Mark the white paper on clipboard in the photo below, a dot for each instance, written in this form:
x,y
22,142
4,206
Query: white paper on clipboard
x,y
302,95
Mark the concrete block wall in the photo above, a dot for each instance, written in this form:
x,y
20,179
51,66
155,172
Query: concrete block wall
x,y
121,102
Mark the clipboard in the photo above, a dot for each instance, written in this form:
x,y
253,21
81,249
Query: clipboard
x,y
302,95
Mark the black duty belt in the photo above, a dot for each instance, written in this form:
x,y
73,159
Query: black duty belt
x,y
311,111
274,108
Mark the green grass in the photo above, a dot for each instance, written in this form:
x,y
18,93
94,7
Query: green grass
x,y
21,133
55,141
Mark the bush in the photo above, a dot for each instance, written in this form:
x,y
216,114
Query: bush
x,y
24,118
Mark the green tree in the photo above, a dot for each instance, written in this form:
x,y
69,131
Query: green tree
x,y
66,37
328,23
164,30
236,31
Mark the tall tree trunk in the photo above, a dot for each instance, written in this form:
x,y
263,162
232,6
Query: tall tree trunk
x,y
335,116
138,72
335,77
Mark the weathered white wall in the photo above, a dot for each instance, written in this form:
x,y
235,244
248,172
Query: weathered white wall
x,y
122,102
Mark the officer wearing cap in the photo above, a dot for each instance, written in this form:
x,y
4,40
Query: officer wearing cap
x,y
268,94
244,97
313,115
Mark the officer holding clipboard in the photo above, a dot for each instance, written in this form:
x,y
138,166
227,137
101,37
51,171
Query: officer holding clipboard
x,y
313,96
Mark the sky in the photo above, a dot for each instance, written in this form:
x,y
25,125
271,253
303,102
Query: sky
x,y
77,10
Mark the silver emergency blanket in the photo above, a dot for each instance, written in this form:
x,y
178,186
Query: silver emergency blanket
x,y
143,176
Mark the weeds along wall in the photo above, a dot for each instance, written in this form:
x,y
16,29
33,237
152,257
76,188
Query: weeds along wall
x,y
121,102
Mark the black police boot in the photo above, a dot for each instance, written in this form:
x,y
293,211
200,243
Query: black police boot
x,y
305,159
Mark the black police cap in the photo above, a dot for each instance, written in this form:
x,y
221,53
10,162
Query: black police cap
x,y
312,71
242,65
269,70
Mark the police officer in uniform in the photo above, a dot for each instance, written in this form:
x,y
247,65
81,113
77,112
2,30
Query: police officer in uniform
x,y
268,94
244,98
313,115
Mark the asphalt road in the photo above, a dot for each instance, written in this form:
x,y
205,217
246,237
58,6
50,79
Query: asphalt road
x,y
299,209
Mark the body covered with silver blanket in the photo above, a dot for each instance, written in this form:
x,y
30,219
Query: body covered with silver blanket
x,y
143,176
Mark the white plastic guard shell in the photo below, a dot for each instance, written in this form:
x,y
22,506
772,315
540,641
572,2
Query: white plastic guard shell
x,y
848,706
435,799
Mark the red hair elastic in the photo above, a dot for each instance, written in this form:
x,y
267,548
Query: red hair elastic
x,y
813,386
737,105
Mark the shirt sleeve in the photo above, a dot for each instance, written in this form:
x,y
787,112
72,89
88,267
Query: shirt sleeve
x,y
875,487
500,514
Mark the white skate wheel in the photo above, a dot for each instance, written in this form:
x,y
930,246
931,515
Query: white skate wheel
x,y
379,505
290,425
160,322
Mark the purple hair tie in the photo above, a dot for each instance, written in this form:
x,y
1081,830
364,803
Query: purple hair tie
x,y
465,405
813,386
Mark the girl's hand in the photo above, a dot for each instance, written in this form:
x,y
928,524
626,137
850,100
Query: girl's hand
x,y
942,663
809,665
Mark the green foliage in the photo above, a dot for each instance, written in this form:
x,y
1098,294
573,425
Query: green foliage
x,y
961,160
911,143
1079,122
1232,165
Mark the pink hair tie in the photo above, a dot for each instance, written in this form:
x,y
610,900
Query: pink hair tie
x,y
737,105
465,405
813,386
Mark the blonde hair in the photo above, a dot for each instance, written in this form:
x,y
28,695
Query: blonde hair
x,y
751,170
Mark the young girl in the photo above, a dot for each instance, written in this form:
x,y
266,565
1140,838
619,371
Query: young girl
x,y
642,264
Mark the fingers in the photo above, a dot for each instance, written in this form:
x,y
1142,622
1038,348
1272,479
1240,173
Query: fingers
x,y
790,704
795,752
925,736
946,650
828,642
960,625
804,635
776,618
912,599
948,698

____________________

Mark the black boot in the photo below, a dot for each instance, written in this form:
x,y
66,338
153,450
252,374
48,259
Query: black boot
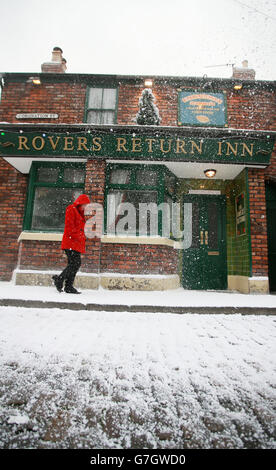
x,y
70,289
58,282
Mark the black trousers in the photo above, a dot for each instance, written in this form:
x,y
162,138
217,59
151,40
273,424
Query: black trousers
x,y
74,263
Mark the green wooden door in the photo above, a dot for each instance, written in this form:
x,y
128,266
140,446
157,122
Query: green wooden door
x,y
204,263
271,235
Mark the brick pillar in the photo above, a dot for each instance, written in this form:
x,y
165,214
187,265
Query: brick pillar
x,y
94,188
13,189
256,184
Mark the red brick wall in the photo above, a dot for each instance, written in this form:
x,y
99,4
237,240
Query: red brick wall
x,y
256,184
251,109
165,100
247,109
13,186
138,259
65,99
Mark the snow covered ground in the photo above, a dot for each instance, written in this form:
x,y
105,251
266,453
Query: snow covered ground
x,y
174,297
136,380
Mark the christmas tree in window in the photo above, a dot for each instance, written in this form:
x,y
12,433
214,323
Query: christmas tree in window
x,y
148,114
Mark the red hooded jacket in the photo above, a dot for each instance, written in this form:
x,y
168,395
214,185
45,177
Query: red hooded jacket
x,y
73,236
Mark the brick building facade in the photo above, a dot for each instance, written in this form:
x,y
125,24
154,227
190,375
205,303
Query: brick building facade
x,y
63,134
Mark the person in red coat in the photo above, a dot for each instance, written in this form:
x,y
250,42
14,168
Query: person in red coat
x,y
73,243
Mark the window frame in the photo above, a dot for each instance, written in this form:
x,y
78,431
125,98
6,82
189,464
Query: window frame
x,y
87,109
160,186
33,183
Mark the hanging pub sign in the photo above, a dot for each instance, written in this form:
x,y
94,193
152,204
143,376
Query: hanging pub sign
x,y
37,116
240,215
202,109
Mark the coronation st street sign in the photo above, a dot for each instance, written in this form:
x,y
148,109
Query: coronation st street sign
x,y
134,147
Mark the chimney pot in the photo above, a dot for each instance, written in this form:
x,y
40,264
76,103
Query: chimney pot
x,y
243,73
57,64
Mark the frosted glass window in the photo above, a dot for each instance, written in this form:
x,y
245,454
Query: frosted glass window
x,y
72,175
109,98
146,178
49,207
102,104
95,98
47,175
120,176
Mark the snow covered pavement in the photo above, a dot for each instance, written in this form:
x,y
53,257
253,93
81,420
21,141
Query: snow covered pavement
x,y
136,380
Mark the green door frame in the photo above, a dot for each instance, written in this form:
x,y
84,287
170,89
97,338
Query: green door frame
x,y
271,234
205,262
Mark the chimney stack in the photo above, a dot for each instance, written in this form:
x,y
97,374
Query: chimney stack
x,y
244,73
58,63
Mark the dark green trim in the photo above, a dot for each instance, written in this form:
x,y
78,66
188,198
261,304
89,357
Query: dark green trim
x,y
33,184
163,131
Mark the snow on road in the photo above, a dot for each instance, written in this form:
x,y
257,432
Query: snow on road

____________________

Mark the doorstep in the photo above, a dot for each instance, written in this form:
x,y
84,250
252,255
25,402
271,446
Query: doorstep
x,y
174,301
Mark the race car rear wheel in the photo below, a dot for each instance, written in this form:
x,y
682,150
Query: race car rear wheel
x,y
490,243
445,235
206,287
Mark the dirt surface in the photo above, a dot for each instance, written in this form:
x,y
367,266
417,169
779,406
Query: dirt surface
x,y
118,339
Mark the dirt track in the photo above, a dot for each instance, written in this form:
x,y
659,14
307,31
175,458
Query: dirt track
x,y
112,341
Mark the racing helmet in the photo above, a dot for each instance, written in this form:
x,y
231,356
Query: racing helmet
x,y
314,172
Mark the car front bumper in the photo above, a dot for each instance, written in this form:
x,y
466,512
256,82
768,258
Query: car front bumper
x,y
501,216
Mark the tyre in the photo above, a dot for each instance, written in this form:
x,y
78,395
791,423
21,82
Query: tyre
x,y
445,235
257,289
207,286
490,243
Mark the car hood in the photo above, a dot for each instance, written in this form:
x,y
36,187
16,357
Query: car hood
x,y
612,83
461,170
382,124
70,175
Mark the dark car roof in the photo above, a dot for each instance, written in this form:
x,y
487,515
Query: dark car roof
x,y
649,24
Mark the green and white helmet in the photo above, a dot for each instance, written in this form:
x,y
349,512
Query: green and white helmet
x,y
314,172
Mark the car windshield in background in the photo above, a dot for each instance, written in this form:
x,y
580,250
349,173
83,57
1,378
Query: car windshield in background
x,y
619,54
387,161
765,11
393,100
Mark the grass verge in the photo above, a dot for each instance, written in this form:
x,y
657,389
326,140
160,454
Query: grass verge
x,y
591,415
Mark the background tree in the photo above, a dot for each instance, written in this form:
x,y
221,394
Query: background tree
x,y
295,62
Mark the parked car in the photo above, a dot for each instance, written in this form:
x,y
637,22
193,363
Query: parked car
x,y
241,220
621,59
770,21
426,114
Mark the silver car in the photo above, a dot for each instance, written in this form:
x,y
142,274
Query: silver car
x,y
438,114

____________________

Exercise description
Rewrite the lines between the one containing "Mark the chimney stack" and the one containing "Query: snow on road", inclusive, replacing "dark green trim" with "green painted trim" and leaving everything else unchanged.

Expected answer
Mark the chimney stack in the photo above, a dot for each instance, written in this form:
x,y
97,374
Query: chimney stack
x,y
244,73
58,63
Mark the green painted trim in the photo above, a dot for each instance, written in this form:
x,y
78,66
188,198
261,304
89,357
Query: green painted trim
x,y
33,184
163,131
Mark the snow on road in the photo above, a dot for each instance, written in this form:
x,y
257,432
Query: snow on road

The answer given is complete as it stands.